- **Supplied text**
Shannon: You addressed all of the things we talked about when we went over your story at the meeting, which is great. I think there’s one spot where the perspective switches to that of the guards for a single sentence, but every other comment looks to have been addressed. The logic for the events, reactions, et. al. is now on more solid footing and it reads better for it at the macro level. I actually have a ton of notes on your draft (ellipses!) if you want a copy, though at that point I’m more looking at the fine detail stuff. It seemed obvious that you were badly constrained by the word count, there are some words that, while the sentence is still understandable from context without them, would have imparted more clarity. I would also quibble with the tenses of some verbs, as they read as though they were a sequence of events when really I would expect/imagine that they’d actually be occurring simultaneously. You should definitely stitch these all together and go back over them without worrying about word counts and see what it gets you.

Mike M: For those wondering just what exactly is the nature of Ross, Hubert, and the rest of their posse:
I have no idea, I’m making it up as I go along. Ross is some kind of personification/avatar of Wrath, I guess? I have kind of a deserters of the Confederate army as allegory for deserters of Satan’s rebellion in heaven thing going, maybe?
This one is probably withholding too much from the reader if they aren’t familiar with the previous outings of the Matthias, Boyd, and the Seven Deadly Sons. This is a story concept I’d been waiting to write to tie together the events of Revenant Sins and Know When to Run and establish the Seven Deadly Sons as some sort of supernatural element (which I had always intended them to be, but there was never really any occasion for them to act on it). Without the other stories, this probably doesn’t work as a standalone piece.

- **Stated goal 1**
Answer these questions about the story feedback, one line each:
(a) According to Shannon, whose perspective does the story switch to for a single sentence?
(b) What does Mike M guess Ross is some kind of personification or avatar of?
(c) Which two earlier stories was the story concept meant to tie together?

- **Data rows**
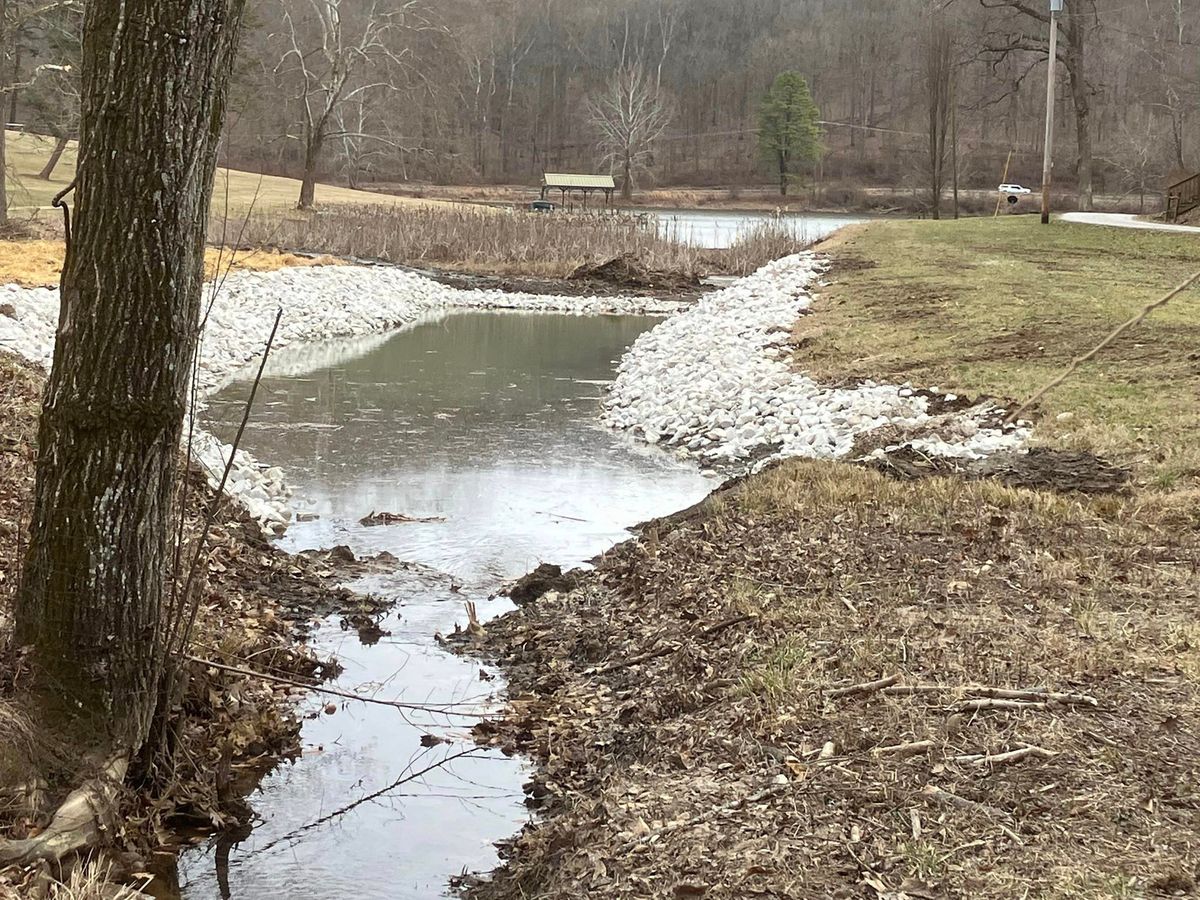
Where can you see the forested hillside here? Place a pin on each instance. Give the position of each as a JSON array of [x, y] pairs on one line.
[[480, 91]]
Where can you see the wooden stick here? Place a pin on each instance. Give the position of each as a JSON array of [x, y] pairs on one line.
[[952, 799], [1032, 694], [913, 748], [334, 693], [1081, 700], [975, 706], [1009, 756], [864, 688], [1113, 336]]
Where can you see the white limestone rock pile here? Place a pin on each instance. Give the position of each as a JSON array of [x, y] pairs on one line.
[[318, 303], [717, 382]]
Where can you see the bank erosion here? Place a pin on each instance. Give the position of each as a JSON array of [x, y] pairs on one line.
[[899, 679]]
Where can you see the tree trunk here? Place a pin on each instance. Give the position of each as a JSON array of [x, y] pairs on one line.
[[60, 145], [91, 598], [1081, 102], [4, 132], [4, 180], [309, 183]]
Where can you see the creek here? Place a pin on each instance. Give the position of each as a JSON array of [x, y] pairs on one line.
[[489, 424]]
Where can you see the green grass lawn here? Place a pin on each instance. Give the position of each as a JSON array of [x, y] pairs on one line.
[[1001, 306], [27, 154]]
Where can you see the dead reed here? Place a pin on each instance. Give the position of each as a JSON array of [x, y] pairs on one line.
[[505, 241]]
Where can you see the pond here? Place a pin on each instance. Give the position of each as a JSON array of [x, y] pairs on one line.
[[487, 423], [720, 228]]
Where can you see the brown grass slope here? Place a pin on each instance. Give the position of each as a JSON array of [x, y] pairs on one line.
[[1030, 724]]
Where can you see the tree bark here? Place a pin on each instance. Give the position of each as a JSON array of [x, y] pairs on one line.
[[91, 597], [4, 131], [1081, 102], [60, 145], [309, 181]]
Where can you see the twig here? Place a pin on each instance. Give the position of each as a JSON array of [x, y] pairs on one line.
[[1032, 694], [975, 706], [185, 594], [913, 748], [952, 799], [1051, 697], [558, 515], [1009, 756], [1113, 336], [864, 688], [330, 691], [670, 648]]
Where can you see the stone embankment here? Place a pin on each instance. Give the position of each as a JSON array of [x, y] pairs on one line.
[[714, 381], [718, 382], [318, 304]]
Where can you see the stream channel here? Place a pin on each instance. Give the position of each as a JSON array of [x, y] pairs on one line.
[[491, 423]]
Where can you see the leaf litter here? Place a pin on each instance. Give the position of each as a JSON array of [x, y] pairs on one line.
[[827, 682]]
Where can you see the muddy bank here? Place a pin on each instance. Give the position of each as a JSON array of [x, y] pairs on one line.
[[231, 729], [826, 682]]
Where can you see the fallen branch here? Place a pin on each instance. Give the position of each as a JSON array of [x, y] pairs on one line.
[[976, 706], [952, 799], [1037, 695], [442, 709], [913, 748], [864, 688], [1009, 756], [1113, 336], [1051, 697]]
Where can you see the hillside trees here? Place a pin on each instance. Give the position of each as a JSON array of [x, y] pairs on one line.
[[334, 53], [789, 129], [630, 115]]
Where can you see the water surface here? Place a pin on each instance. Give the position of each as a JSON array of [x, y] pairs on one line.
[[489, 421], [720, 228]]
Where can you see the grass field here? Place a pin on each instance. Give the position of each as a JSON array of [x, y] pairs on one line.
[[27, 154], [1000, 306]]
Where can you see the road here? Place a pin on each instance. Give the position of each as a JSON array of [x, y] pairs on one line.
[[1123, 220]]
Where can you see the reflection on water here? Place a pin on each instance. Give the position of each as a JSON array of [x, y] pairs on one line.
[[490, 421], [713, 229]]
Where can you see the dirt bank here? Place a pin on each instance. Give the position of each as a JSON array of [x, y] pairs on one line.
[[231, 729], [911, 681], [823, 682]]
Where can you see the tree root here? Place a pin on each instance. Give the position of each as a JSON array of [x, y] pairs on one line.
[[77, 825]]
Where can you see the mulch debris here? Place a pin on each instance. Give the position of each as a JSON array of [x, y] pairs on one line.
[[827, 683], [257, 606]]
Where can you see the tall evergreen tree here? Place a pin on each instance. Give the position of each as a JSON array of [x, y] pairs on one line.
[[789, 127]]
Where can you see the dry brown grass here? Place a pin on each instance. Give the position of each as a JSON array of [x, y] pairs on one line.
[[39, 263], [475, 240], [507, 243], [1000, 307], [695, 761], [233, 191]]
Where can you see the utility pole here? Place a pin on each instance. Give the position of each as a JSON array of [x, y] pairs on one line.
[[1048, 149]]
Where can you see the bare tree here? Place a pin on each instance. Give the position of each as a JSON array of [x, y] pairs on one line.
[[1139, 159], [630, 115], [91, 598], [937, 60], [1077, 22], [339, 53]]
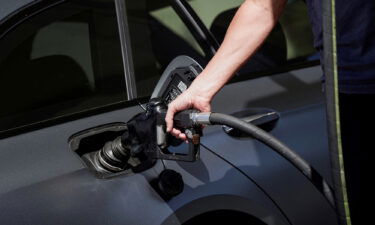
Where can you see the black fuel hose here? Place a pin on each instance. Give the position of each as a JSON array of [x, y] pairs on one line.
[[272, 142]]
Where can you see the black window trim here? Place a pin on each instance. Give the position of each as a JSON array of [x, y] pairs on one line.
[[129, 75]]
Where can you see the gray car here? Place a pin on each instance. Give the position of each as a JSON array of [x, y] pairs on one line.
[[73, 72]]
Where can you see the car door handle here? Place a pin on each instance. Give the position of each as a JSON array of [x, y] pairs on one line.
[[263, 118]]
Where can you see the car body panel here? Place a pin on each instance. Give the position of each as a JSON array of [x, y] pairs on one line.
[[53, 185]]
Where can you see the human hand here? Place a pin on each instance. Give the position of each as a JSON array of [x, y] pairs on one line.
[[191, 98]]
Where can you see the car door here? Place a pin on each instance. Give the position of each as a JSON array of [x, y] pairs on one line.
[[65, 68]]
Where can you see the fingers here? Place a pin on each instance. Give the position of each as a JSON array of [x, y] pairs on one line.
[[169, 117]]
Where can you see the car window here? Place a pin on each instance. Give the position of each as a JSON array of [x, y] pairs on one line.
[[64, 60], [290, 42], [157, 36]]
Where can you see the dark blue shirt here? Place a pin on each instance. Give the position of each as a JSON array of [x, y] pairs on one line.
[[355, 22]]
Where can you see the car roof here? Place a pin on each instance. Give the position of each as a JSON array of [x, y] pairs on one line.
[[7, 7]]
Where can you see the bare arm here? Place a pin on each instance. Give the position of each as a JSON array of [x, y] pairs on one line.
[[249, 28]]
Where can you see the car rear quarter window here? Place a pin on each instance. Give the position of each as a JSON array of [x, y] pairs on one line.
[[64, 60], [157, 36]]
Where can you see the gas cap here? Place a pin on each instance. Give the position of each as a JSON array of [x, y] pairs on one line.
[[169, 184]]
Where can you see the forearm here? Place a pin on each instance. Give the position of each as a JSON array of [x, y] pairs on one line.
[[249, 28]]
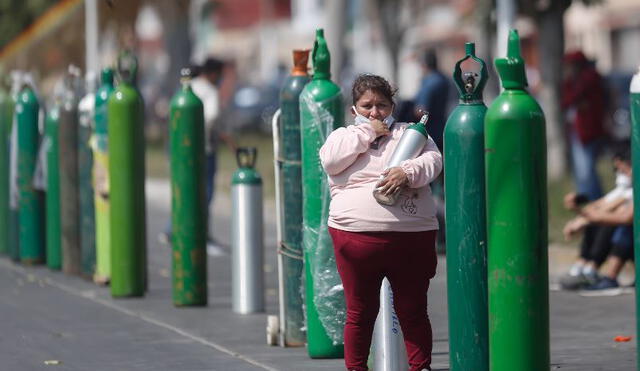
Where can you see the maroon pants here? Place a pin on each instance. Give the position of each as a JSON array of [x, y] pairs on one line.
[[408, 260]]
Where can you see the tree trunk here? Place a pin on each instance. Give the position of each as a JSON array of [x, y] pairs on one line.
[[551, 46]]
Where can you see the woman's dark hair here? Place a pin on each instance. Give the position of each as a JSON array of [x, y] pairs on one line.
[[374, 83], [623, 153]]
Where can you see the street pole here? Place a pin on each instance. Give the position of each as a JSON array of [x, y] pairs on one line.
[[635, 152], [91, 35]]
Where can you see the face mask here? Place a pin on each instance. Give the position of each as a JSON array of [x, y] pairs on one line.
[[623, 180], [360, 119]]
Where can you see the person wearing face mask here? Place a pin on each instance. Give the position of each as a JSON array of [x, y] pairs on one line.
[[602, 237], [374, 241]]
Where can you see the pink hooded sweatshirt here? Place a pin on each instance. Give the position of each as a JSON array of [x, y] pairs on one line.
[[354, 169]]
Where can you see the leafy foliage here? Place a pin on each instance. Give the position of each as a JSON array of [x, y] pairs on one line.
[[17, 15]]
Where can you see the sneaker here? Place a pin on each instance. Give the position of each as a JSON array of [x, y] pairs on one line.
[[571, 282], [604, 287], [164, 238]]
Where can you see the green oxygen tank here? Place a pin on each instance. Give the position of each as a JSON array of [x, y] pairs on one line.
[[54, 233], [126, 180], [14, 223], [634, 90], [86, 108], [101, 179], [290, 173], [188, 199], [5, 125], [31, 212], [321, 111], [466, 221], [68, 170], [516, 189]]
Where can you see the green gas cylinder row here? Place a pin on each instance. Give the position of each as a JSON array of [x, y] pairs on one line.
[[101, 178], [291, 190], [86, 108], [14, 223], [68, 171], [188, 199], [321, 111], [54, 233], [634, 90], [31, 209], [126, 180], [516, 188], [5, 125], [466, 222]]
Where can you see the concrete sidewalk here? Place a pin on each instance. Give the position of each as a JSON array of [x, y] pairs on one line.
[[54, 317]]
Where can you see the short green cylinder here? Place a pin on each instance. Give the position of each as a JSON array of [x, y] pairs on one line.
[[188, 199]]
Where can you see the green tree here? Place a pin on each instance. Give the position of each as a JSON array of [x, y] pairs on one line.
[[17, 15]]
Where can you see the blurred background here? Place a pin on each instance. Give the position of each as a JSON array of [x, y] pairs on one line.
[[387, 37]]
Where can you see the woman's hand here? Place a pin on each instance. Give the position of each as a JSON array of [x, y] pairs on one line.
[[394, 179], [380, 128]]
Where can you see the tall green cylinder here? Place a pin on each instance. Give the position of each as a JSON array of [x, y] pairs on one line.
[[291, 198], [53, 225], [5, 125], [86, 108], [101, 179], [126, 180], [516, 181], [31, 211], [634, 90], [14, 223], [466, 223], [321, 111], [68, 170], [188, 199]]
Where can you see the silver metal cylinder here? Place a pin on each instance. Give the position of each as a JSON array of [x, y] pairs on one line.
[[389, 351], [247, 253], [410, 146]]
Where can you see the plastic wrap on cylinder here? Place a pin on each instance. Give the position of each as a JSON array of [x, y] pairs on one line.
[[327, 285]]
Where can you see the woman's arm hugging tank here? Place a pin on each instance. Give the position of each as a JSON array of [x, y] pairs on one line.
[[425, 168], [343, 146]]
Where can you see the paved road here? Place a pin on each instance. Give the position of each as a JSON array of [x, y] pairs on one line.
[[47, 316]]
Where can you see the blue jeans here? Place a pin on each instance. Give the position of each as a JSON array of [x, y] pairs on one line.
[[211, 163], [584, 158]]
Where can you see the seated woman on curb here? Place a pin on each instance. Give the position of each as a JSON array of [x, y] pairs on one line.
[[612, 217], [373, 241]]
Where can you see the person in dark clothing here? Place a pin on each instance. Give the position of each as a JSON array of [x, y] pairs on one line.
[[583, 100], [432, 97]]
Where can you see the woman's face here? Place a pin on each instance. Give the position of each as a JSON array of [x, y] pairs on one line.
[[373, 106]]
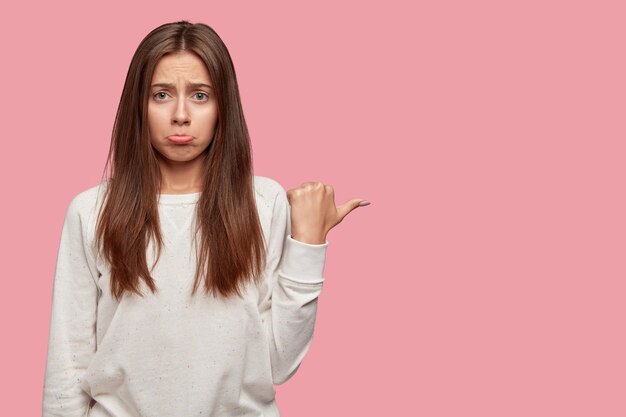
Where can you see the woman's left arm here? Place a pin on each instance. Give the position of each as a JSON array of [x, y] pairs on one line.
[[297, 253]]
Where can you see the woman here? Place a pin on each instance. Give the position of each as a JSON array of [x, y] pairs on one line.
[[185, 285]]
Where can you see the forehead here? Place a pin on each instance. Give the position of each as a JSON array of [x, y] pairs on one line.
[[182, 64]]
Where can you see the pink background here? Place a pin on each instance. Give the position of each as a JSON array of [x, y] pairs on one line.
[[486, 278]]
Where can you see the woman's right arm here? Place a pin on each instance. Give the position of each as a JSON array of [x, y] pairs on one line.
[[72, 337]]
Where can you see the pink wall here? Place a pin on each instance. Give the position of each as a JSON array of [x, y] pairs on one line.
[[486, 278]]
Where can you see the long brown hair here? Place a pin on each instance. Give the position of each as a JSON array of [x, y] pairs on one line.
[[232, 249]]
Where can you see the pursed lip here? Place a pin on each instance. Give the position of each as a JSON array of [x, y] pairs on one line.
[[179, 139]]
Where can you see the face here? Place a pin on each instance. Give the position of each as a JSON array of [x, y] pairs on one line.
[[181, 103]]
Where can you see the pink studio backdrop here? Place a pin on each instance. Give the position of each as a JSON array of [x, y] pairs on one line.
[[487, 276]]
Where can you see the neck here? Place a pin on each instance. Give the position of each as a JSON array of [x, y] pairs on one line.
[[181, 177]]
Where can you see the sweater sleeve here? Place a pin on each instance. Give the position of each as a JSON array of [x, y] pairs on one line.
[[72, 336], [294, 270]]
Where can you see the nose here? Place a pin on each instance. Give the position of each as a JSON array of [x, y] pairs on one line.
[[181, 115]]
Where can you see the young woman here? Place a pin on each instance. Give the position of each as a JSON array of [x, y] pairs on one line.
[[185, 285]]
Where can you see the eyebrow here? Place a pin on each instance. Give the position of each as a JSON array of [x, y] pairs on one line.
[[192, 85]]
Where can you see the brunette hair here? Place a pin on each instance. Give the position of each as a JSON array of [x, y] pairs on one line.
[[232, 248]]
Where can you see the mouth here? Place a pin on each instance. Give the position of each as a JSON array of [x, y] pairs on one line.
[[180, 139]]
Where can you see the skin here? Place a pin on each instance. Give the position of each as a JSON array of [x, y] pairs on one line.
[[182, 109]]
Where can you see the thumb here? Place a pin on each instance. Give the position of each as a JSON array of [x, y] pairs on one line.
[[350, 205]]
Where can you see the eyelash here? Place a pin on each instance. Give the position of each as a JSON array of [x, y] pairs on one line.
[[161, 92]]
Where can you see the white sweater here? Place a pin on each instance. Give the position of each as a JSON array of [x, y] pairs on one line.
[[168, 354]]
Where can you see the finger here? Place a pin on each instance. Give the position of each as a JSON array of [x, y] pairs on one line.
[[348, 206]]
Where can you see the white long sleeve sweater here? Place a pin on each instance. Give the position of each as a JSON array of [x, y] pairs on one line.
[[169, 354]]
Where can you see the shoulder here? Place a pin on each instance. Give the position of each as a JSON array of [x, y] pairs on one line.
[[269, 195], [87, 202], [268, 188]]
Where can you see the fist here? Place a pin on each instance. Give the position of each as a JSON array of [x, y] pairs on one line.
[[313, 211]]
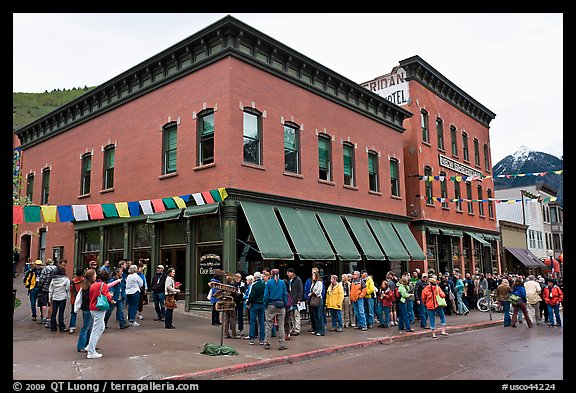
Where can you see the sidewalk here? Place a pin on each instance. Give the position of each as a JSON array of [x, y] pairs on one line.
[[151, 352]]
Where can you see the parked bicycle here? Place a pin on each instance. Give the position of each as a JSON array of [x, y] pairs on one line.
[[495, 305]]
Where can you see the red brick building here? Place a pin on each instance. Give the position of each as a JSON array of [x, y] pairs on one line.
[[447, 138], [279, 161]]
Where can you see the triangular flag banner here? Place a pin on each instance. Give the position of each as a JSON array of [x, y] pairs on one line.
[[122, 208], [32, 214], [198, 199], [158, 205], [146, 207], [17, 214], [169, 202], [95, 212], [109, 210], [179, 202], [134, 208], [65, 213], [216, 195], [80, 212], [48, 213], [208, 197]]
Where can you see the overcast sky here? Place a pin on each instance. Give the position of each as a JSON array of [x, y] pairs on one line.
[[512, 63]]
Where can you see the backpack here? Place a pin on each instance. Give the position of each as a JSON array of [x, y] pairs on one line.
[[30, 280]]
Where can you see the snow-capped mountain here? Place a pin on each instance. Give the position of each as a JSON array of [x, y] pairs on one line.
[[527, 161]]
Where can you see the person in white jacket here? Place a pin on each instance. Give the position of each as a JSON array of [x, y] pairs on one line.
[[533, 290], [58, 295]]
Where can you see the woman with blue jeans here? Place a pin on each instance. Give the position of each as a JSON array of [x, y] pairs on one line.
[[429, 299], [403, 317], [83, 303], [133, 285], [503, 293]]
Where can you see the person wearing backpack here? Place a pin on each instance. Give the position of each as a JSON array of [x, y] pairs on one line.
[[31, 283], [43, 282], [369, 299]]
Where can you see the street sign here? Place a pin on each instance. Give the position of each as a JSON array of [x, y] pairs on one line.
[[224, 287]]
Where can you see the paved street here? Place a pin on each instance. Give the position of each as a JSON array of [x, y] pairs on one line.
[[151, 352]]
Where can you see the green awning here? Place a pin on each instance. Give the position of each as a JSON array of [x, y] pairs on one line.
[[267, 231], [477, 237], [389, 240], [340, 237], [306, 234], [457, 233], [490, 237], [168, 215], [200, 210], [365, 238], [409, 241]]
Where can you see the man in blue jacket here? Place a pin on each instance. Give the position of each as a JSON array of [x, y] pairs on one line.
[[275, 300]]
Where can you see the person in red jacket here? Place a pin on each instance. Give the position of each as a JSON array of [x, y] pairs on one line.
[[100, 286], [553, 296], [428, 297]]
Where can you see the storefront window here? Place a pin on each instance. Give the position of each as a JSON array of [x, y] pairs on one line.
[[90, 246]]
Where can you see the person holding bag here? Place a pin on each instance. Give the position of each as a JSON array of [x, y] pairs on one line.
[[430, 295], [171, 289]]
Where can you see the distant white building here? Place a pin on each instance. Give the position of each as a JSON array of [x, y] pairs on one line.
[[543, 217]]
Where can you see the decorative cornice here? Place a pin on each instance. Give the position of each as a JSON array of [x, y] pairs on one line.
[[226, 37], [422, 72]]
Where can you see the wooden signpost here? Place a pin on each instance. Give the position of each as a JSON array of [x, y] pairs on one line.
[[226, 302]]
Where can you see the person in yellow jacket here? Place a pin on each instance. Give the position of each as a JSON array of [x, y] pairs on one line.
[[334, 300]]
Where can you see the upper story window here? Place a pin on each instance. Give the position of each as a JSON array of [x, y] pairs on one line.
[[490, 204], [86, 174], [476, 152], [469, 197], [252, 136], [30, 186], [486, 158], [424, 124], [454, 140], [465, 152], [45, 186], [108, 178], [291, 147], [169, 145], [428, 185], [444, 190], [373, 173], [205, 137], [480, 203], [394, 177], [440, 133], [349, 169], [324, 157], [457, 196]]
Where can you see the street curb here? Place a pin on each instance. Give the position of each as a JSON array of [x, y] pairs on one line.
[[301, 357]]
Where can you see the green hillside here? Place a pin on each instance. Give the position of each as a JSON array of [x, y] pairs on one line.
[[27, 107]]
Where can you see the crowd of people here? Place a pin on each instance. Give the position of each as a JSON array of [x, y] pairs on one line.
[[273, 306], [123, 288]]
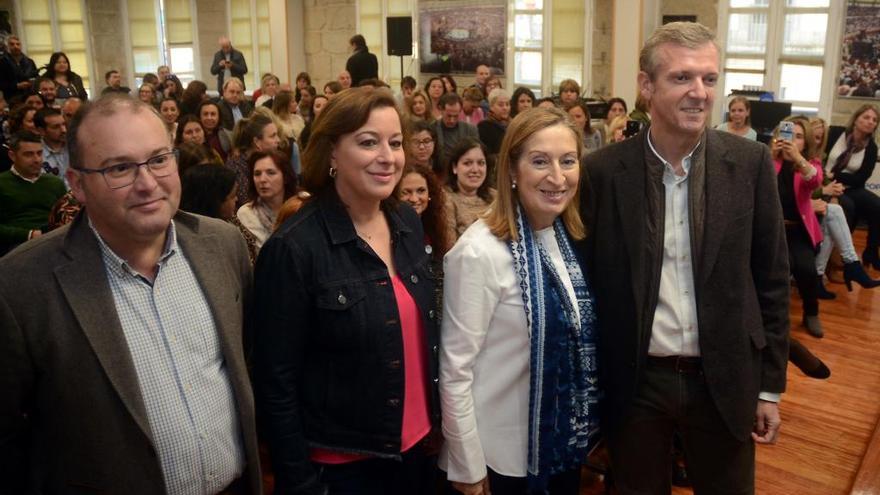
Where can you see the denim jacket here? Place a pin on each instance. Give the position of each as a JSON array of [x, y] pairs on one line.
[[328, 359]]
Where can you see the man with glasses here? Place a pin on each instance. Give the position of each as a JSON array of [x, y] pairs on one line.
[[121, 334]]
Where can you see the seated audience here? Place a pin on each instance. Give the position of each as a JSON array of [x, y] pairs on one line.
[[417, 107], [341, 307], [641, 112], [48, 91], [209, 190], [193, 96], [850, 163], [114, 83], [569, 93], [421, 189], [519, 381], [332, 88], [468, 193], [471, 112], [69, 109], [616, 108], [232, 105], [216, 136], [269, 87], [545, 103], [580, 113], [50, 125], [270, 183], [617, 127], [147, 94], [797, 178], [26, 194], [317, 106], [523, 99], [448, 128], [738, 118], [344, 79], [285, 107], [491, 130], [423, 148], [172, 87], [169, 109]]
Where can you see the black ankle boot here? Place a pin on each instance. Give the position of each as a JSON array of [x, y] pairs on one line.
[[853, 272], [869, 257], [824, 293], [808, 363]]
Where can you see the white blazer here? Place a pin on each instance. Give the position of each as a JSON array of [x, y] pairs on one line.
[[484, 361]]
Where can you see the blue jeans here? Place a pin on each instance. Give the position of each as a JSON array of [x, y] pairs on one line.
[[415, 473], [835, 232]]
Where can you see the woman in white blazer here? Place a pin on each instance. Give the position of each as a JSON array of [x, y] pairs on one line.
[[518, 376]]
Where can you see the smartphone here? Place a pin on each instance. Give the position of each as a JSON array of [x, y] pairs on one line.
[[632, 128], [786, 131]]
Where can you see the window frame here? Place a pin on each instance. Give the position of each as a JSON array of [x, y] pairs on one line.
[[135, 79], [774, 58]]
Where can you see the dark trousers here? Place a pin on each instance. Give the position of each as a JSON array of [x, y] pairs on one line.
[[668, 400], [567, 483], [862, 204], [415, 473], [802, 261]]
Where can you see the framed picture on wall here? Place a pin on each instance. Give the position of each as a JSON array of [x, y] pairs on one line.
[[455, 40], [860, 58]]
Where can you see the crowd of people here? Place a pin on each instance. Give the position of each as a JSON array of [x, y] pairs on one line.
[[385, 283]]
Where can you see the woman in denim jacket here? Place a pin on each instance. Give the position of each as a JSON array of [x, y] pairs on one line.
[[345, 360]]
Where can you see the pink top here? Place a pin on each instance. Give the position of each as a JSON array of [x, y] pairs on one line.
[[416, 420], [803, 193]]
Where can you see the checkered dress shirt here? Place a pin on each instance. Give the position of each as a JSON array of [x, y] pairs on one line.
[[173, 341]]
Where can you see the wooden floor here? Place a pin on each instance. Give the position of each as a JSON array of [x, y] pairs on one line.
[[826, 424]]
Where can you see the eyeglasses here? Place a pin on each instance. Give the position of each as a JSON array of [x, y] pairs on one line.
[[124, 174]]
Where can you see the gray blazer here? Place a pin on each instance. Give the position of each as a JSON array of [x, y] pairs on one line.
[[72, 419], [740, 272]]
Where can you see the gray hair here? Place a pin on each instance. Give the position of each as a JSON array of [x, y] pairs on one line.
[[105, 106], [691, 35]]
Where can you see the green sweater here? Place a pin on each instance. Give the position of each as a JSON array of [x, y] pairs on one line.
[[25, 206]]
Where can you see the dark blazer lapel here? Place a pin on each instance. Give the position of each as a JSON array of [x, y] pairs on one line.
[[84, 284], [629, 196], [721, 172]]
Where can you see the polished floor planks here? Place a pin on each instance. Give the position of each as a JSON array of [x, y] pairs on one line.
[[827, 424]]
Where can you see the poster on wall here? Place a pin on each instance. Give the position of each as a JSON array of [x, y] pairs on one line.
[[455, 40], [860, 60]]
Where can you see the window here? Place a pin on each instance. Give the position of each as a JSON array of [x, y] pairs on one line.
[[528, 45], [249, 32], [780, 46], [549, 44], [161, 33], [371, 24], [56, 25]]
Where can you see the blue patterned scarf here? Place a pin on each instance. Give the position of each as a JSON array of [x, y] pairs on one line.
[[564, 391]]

- **Stated goal 2**
Rescale the coordinates in the answers of the records, starting at the line that contains "Where can you see the person holding" and ending at the line that contains "[[430, 295], [171, 289]]". Write those lines out again with the requests included, multiplying every coordinate by 0.6 and rounding to whole numbers with halves rounded up, and give only those lines.

- **Expected output 1**
(a) The guards'.
(b) Wrath.
(c) Revenant Sins and Know When to Run.

- **Expected output 2**
Where can you see the person holding bag here? Place a pin on each instance. Give the position of each as a JSON array of [x, y] pairs on one line.
[[258, 177], [103, 173]]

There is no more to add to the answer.